Task instructions
Copy out the listing that follows, exactly, without its pictures.

Data for this exercise
########
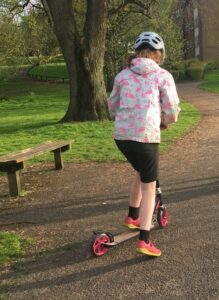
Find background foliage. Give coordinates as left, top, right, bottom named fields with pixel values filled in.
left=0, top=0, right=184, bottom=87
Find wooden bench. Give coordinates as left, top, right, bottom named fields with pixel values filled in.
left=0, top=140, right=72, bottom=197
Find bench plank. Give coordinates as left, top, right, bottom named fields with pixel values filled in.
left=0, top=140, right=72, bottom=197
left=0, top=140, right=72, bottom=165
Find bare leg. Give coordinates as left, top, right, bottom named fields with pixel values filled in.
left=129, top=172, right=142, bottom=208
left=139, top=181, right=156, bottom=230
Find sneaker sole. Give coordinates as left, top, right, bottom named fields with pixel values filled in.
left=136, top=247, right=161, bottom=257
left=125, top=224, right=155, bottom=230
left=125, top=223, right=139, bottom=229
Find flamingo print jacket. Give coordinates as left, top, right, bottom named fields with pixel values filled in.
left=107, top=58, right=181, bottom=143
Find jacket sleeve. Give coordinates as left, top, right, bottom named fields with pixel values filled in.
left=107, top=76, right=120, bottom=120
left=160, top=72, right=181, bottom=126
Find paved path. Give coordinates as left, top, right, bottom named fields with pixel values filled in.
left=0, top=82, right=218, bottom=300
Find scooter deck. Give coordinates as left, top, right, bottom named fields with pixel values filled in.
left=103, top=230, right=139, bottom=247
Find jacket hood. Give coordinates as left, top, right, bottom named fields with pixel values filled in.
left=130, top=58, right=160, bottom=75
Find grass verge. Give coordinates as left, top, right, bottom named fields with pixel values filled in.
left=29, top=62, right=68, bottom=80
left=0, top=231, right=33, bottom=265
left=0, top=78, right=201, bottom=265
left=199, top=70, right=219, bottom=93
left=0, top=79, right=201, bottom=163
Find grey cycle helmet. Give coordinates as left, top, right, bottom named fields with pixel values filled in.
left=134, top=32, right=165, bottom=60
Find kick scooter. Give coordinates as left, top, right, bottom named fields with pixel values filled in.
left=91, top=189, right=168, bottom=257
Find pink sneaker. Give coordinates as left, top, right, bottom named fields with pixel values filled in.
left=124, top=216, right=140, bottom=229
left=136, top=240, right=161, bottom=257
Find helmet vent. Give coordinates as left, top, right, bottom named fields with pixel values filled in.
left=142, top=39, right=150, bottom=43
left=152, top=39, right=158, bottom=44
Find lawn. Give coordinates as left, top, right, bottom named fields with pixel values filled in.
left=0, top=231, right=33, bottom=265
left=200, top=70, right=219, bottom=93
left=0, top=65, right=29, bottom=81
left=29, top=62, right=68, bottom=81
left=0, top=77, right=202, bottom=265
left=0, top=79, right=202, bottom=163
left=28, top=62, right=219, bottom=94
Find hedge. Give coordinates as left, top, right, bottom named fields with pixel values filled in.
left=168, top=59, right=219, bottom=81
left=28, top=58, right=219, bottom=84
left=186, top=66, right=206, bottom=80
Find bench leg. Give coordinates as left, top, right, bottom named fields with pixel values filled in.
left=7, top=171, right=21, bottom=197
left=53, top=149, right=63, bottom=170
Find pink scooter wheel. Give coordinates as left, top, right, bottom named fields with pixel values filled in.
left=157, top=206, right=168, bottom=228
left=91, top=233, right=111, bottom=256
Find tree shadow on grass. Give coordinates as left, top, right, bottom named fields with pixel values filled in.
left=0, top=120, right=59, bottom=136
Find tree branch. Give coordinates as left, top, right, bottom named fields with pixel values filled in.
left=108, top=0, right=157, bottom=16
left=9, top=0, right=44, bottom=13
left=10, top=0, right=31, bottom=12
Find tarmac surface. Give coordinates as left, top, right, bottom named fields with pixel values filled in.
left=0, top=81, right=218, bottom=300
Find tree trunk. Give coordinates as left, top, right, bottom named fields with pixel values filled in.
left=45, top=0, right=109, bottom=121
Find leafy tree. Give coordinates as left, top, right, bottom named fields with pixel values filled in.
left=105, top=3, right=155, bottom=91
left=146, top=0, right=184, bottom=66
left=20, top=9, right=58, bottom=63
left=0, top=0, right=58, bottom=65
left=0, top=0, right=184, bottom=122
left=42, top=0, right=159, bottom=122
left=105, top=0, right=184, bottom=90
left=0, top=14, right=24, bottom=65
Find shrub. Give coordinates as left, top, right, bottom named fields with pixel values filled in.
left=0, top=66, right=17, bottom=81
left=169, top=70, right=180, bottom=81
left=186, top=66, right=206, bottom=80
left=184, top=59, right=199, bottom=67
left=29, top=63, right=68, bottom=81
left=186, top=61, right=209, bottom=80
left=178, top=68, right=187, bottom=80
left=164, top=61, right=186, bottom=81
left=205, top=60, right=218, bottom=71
########
Written response
Find background foliage. Give coordinates as left, top, right, bottom named fields with pixel values filled in.
left=0, top=0, right=184, bottom=87
Find wooden bench. Give coordinates as left, top, right, bottom named fields with pixel values filled in.
left=0, top=140, right=72, bottom=197
Find bench plank. Give coordinates as left, top, right, bottom named fields with pixel values filled in.
left=0, top=140, right=72, bottom=197
left=0, top=140, right=72, bottom=165
Find bare leg. Give coordinates as left, top, right, bottom named fields with pixel values filled in.
left=129, top=172, right=142, bottom=208
left=139, top=181, right=156, bottom=230
Find sneaker sole. Give coordinates as left, top, right, bottom named fields with pixel values filled in.
left=136, top=247, right=161, bottom=257
left=125, top=224, right=155, bottom=230
left=125, top=223, right=139, bottom=229
Find flamingo print jacket. Give coordinates as left, top, right, bottom named fields with pixel values filled in.
left=107, top=58, right=181, bottom=143
Find jacket sleeve. Give coordinates as left, top, right, bottom named fields with pixel values filled in.
left=107, top=76, right=120, bottom=120
left=160, top=72, right=181, bottom=126
Find paved path. Give coordinates as left, top, right, bottom named fields with pixel values filled in.
left=0, top=82, right=218, bottom=300
Find scooter deck. Give coordinates as left, top, right, bottom named fields with pixel values filled in.
left=103, top=230, right=139, bottom=247
Find jacket hood. Give coordinates as left, top, right, bottom named fields with pixel values filled in.
left=130, top=58, right=160, bottom=75
Find grass verge. Give coordinates as left, top, right, bottom named fields with pixel values filled in.
left=29, top=62, right=68, bottom=80
left=0, top=231, right=33, bottom=265
left=0, top=78, right=201, bottom=265
left=199, top=70, right=219, bottom=93
left=0, top=79, right=201, bottom=163
Find grey cycle helmet. Give coordinates as left, top, right, bottom named fields with pixel values filled in.
left=134, top=32, right=165, bottom=60
Find kick scooter. Give coordinates as left, top, right, bottom named fields with pixel values filled in.
left=91, top=189, right=168, bottom=257
Find pink sneaker. Give coordinates as left, top, right, bottom named fields with pixel values filled in.
left=124, top=216, right=140, bottom=229
left=136, top=240, right=161, bottom=257
Find helmet vent. Give coordinates as left, top, right, bottom named fields with pixel values filled in.
left=142, top=39, right=150, bottom=43
left=152, top=39, right=158, bottom=44
Find lawn. Give coordinates as left, top, right, bottom named fields with pixel values filled in.
left=0, top=231, right=33, bottom=265
left=200, top=70, right=219, bottom=93
left=0, top=65, right=29, bottom=81
left=29, top=62, right=68, bottom=81
left=0, top=77, right=202, bottom=265
left=0, top=79, right=202, bottom=163
left=28, top=62, right=219, bottom=94
Find hedge. Give coordinates as left, top, right, bottom named fields with pixel values filled in.
left=168, top=59, right=219, bottom=81
left=28, top=58, right=219, bottom=84
left=186, top=66, right=206, bottom=80
Find bench leg. Give coordinates as left, top, right, bottom named fields with pixel values filled in.
left=7, top=171, right=21, bottom=197
left=53, top=149, right=63, bottom=170
Find pink scooter wheel. Give coordinates as left, top, right, bottom named fields with pixel values filled in.
left=157, top=206, right=168, bottom=228
left=91, top=233, right=111, bottom=256
Find tree shadow on grass. Give coordinates as left, top, right, bottom named fields with pixel values filled in.
left=0, top=120, right=59, bottom=136
Find tree branch. Give coordinates as left, top, right, bottom named fields with pixel values filled in.
left=108, top=0, right=157, bottom=16
left=9, top=0, right=44, bottom=13
left=10, top=0, right=31, bottom=12
Find tarmac surface. Give coordinates as left, top, right, bottom named fields with pixel values filled in.
left=0, top=81, right=218, bottom=300
Find tree trunk. Give coordinates as left, top, right, bottom named fields with pixel values filled in.
left=45, top=0, right=109, bottom=121
Find leafy tree. Give coordinates as left, top, right, bottom named fields with pixel values filled in.
left=105, top=3, right=155, bottom=91
left=146, top=0, right=184, bottom=66
left=20, top=9, right=58, bottom=63
left=0, top=0, right=58, bottom=65
left=0, top=0, right=184, bottom=122
left=42, top=0, right=159, bottom=122
left=105, top=0, right=184, bottom=90
left=0, top=14, right=24, bottom=65
Find shrub. Give coordinates as left, top, right, bottom named fields with pixel values filled in.
left=0, top=66, right=17, bottom=81
left=169, top=70, right=180, bottom=81
left=186, top=66, right=206, bottom=80
left=184, top=59, right=199, bottom=67
left=29, top=63, right=68, bottom=81
left=186, top=61, right=209, bottom=80
left=178, top=68, right=187, bottom=80
left=164, top=61, right=186, bottom=81
left=205, top=60, right=218, bottom=71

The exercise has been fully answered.